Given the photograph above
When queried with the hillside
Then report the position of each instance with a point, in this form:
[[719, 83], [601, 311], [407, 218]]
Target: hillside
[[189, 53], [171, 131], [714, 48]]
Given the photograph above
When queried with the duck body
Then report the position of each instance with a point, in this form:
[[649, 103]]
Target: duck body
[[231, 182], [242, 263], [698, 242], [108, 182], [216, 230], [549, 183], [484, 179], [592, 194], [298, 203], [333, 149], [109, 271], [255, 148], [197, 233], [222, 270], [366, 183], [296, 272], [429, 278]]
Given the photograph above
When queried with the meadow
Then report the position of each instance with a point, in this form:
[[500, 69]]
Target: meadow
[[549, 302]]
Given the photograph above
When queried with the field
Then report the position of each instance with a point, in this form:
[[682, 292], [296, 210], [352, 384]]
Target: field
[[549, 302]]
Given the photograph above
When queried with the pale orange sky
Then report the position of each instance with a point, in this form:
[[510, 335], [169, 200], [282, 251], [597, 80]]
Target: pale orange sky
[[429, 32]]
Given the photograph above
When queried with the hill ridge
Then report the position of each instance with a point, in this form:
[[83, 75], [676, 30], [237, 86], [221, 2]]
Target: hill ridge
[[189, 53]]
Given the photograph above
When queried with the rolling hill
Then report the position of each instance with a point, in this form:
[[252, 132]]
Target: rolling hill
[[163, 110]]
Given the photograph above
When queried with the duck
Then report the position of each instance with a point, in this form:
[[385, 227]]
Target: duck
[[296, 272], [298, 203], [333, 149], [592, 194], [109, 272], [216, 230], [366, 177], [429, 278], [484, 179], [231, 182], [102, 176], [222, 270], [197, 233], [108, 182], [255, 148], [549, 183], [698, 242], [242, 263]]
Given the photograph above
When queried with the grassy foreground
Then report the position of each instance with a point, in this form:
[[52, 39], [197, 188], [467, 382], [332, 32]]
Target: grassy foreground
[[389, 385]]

★ ★ ★

Problem description:
A word-for-word copy of all the entries above is required.

Result:
Given the photograph above
When queried with the hillside
Then report the position of each instance with a point, in this form:
[[719, 83], [601, 311], [407, 218]]
Target: hillside
[[189, 53], [171, 131], [714, 48]]
Given the photograph above
When queried with the duck body
Then report the position of each instance with a point, in this form:
[[649, 103]]
Target: duck body
[[231, 182], [242, 263], [698, 242], [108, 182], [216, 230], [549, 183], [484, 179], [592, 194], [298, 203], [333, 149], [109, 271], [255, 148], [197, 233], [222, 270], [366, 183], [296, 272], [429, 278]]
Given the photograph above
When queried with the meadow
Then report the position of each instance with a point, in this form:
[[500, 69]]
Target: meadow
[[549, 302]]
Given the photograph above
When queried with the field
Then report the position of each instance with a point, in this form:
[[682, 292], [296, 210], [352, 384]]
Target: field
[[549, 302]]
Given the photograph above
When queried with the pale orange sky
Then report the position of each instance with a point, in this form:
[[510, 335], [169, 200], [282, 251], [597, 80]]
Target: pale orange sky
[[429, 32]]
Given the photograph above
When queried with the hill ridge
Then report the position of each instance with a point, in this form:
[[83, 75], [676, 30], [237, 86], [221, 2]]
Target: hill ridge
[[189, 53]]
Given the photograph above
When queried with the rolling hill
Then report the position of each instance with a point, in this form:
[[252, 132]]
Target: rolling hill
[[163, 110]]
Given the photograph above
When queried with the duck
Then report the position of each instance with a point, in this form:
[[385, 227]]
Target: duck
[[296, 272], [298, 203], [333, 149], [592, 194], [109, 272], [216, 230], [366, 177], [429, 278], [484, 179], [231, 182], [102, 176], [222, 270], [197, 233], [108, 182], [255, 148], [549, 183], [698, 242], [242, 263]]
Given the photograph above
When queried with the grassy foreground
Then report the position of each instance with a point, in this form:
[[52, 39], [197, 188], [467, 382], [332, 32]]
Target: grassy foreground
[[389, 385]]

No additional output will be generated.